Natural-language object grounding data

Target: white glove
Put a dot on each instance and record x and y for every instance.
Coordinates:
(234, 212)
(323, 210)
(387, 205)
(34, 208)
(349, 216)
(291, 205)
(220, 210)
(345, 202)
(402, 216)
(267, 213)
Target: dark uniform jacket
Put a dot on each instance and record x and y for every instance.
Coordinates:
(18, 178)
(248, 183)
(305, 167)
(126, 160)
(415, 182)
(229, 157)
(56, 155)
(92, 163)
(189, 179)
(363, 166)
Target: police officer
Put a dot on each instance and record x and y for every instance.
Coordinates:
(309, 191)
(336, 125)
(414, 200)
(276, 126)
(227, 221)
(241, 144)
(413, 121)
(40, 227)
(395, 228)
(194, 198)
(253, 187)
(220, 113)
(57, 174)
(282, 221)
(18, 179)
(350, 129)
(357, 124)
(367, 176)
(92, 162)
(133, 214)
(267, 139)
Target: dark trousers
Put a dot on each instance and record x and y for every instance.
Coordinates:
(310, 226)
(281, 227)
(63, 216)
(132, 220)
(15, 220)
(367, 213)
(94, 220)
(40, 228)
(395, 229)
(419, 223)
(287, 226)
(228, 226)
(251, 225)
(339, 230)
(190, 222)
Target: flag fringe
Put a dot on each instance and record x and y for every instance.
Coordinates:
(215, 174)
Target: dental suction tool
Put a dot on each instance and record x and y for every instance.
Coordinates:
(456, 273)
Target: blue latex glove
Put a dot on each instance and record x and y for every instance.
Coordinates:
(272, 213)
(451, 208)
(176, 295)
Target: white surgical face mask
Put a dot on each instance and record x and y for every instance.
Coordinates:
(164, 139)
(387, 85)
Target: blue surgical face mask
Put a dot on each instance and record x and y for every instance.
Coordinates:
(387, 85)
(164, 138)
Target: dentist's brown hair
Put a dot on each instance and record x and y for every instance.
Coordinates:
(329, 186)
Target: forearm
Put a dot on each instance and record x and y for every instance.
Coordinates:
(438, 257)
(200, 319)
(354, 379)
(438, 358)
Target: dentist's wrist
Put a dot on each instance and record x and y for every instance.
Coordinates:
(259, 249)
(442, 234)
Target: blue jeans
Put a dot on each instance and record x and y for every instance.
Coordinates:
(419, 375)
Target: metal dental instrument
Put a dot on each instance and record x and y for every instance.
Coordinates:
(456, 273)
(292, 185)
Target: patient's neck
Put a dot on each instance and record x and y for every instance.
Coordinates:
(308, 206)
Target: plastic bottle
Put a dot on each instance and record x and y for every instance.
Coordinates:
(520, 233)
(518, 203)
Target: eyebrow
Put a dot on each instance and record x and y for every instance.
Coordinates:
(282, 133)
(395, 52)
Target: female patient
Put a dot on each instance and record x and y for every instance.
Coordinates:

** TASK DESCRIPTION **
Reproduce the data exactly. Keep every line intact.

** ANSWER BELOW **
Target: white glove
Put a dot on each instance and record x and y for every instance.
Coordinates:
(234, 212)
(323, 210)
(387, 205)
(34, 208)
(349, 216)
(291, 205)
(220, 210)
(345, 202)
(402, 216)
(267, 213)
Target: dark uniform jacket
Put a dot on each instance and record x and y for every instance.
Coordinates:
(18, 178)
(248, 183)
(305, 167)
(126, 160)
(415, 182)
(229, 157)
(56, 155)
(92, 163)
(189, 179)
(363, 166)
Target: police officer
Put a dot on each instance and record x and y for every instance.
Coordinates:
(309, 191)
(336, 125)
(414, 200)
(276, 126)
(227, 221)
(241, 144)
(413, 121)
(40, 227)
(395, 228)
(194, 198)
(253, 187)
(220, 113)
(57, 174)
(282, 221)
(18, 179)
(350, 129)
(357, 124)
(367, 176)
(92, 162)
(133, 214)
(267, 139)
Target: dark trousers
Put a dot on each instance and record x and y for every instance.
Coordinates:
(310, 226)
(281, 227)
(63, 216)
(132, 220)
(15, 220)
(367, 213)
(94, 220)
(40, 228)
(395, 229)
(419, 223)
(287, 226)
(228, 226)
(251, 225)
(339, 230)
(190, 222)
Target: flag fringe
Put a dot on each instance and record x and y for every instance.
Coordinates:
(215, 174)
Target: dental suction tool
Put a dot on each instance and record x and y for every instance.
Coordinates:
(456, 273)
Target: blue latex glove
Put a dot on each instance and record x and y for every instance.
Coordinates:
(272, 213)
(451, 208)
(176, 295)
Target: white surgical face mask
Put a dot on each instance and record x and y for every instance.
Coordinates:
(164, 139)
(387, 85)
Target: blue surgical face mask
Put a dot on each instance and record x and y for every instance.
Coordinates:
(387, 85)
(164, 138)
Target: dentist's brown hair
Put a dot on each instance and record x and y for every instance.
Coordinates:
(329, 186)
Target: forearm
Put a dot on each instance and record x and y for every instance.
Coordinates:
(438, 257)
(200, 319)
(354, 379)
(438, 358)
Target: dentist's wrist
Put a dot on each instance and record x and y for every instance.
Coordinates:
(259, 249)
(442, 234)
Target: blue jeans
Put a dot on each instance and record x and y for every instance.
Coordinates:
(419, 375)
Target: metal dental instrument
Put a dot on each instance and record x and y for every instance.
Coordinates:
(456, 273)
(292, 185)
Target: patient's neck
Put a dot on each instance and record x and y for every instance.
Coordinates:
(308, 206)
Target: plastic bottle
Put a dot on each instance and record x and y for every instance.
Coordinates:
(520, 233)
(518, 203)
Target: eyebrow
Put a dot on each instance and record x and y for every instance.
Coordinates:
(282, 133)
(395, 52)
Target: female patient
Put a dot on each instance and record x and y for every instance.
Coordinates:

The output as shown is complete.